EXERCISE GOAL: Leaving out the images, reproduce every line of the data that follows exactly.

(Beginning of MATERIALS PROVIDED)

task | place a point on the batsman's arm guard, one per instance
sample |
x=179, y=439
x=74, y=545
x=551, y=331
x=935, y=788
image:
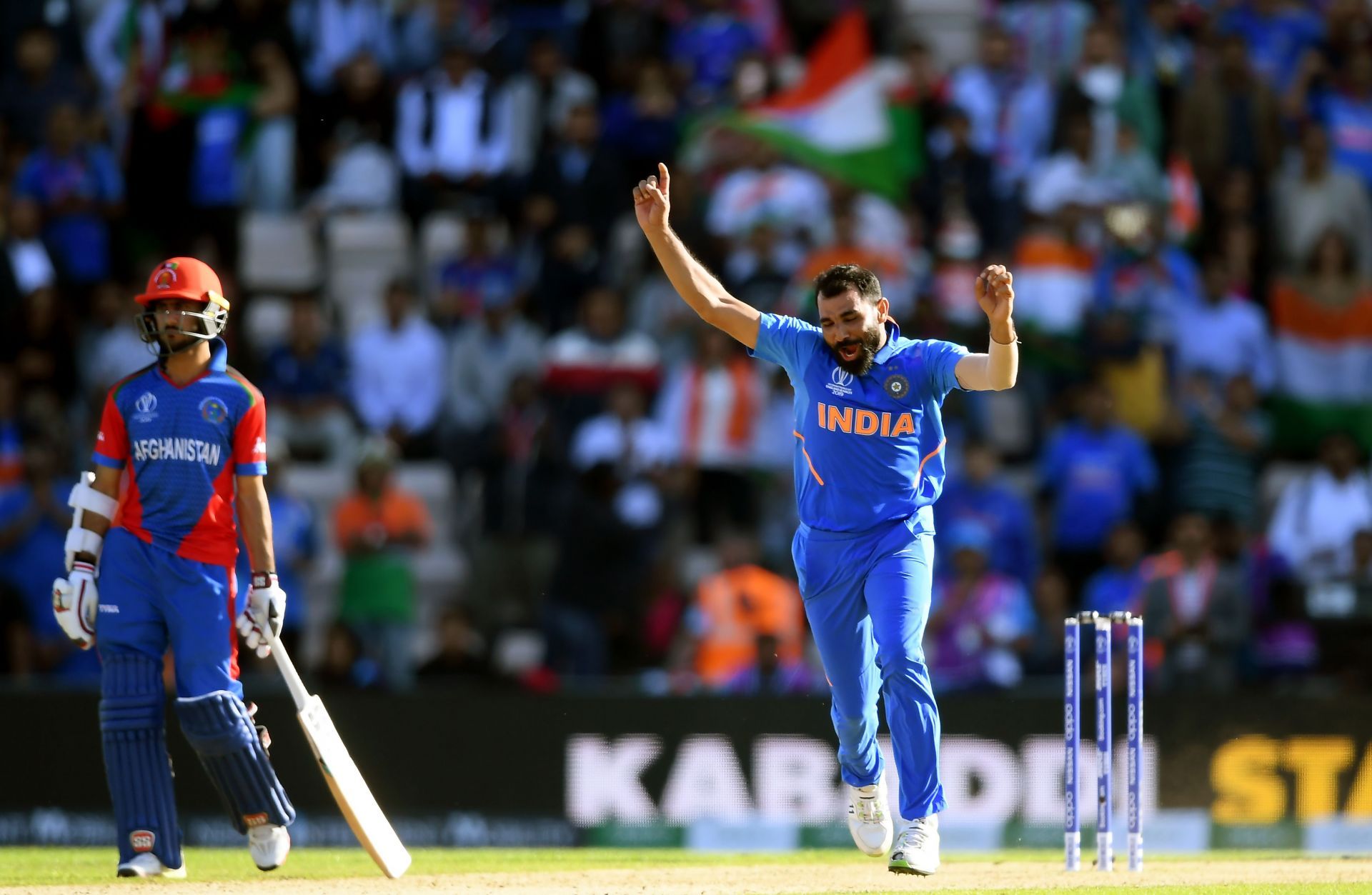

(End of MATERIALS PROVIDED)

ANSWER TO THE PROBLEM:
task | place a point on the batsman's arm guard, one per instance
sample |
x=179, y=439
x=74, y=545
x=551, y=331
x=935, y=788
image:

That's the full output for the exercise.